---------- ТЕКСТ ДЛЯ ЧТЕНИЯ

Может возникнуть и такой вопрос. А нельзя ли перед запуском «наполнить» станцию до отказа всем необходимым для будущих экспедиций и обойтись без грузовых кораблей? Отработанные же материалы шлюзовать за пределы станции.
Нет, нельзя. Во-первых, вес станции очень бы возрос, едва ли не в два раза. Во-вторых, некоторые ресурсы трудно запасти впрок. Скажем, кассеты с фотопленкой могут находиться в космосе ограниченное время из-за воздействия космических лучей. Большинство пищевых продуктов можно хранить не более полугода, лишь немногие — до года. Существуют и другие ограничения по ресурсу оборудования и расходуемых запасов. В-третьих, целый ряд идей по исследованиям и экспериментам возникает уже в ходе полета, для них может понадобиться новая аппаратура.
«Прогресс» создан на базе корабля «Союз» и его систем, поэтому, естественно, похож на него своими внешними очертаниями и конструкцией. Главные отличия обусловлены тем, что «грузовик» работает только в автоматическом режиме и не предназначен для возвращеия на Землю.
— Нельзя ли было, Константин Петрович, сделать транспортный корабль многократного использования?
— В принципе можно. Но в заданных массовых пределах (а они такие же, как у корабля «Союз», — около 7 тонн) он был бы неэффективен по массе доставляемых грузов. Обычный «Союз» с экипажем может взять не более 50 килограммов груза, при одном космонавте — около 150 килограммов, без пилотов — до 500.
— Возможно сделать «Прогресс» хотя бы возвращаемым?
— Посадка «грузовика» «стоила» бы еще дороже. Спускать только средний блок, который на «Союзе» снабжен теплозащитой и парашютом, не имеет смысла. А для спуска корабля целиком потребовались бы дополнительные теплозащита и парашюты, что увеличило бы вес конструкции в полтора-два раза. Пришлось бы применить ракету-носитель примерно той же мощности, какую имеет «Протон». Отсутствие космонавтов позволило не устанавливать систем обеспечения жизнедеятельности, систему связи и некоторое другое оборудование. В результате масса всех грузов на «Прогрессе» составила около 2,3 тонны.
— Телевидение не раз показывало нам процесс разгрузки «Прогресса» экипажем станции. Никакой механизации не требуется. Огромные регенераторы и блоки аппаратуры плывут куда надо от легкого толчка рукой. Впечатляющее зрелище!
— Легкость этого процесса обманчива. Веса блоки действительно не имеют, но масса, а следовательно, момент инерции у них остается. Следовательно, зевать нельзя, иначе блок может травмировать космонавта или врезаться в приборную панель.
— Не менее удивительным достижением мне представляется решение задачи дозаправки станции топливом на орбите. В авиации дозаправка в воздухе из одного самолета в другой была впервые осуществлена в 1923 году, но то был рекордный полет, едва ли не акробатический трюк. А практическое разрешение эта задача получила лишь лет через 30. Дозаправка же в космосе работает вдруг сразу и безотказно!

--------------------
---------- ЗАПИСИ НАБОРА ДАННЫХ

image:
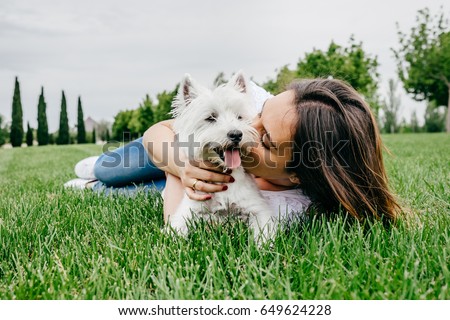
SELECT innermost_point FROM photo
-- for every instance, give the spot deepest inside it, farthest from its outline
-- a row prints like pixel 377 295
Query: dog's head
pixel 216 125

--------------------

→ **ЗАДАНИЯ**
A - Перечислите все причины из текста о «Прогрессе», по которым станцию нельзя перед запуском заполнить всем необходимым и обойтись без грузовых кораблей.
B - Продолжите текст о «Прогрессе», начав сразу после фразы «Дозаправка же в космосе работает вдруг сразу и безотказно!».
Материал здесь не понадобится.

→ **ГОТОВЫЕ РЕШЕНИЯ**
A -
1. Вес станции очень возрос бы, едва ли не в два раза.
2. Некоторые ресурсы трудно запасти впрок.
3. Целый ряд идей по исследованиям и экспериментам возникает уже в ходе полета, и для них может понадобиться новая аппаратура.

B -
— Добиться этого было непросто. Потребовалась тщательная наземная отработка всего оборудования системы…
Одним из последних достижений в развитии космической техники стало создание нового транспортного корабля «Союз Т», в пилотируемом варианте впервые запущенного летом 1980 года. Нововведения, отличающие эту модификацию «Союза», позволили дать космонавтам более совершенное средство. Главное, что отличает новый корабль, — наличие на борту электронного вычислительного комплекса. Машина стала намного сложнее, но труд космонавтов заметно упростился. Теперь они не должны постоянно «играть» на клавишах пульта управления. Можно следить по дисплею за работой автоматики и быть готовым вмешаться в ее действия в случае необходимости.
Перед стартом и во время полета в вычислительный комплекс закладываются программы всех предстоящих динамических операций. Во время сближения со станцией комплекс обрабатывает поступающую информацию и сам определяет, какой импульс тяги и в каком направлении нужно выдать двигательной установке, а затем включает нужные двигатели на нужное время. При этом машина обладает свойством самоконтроля и «принимает решения» оптимальные. Быстродействие ее — сотни тысяч операций в секунду.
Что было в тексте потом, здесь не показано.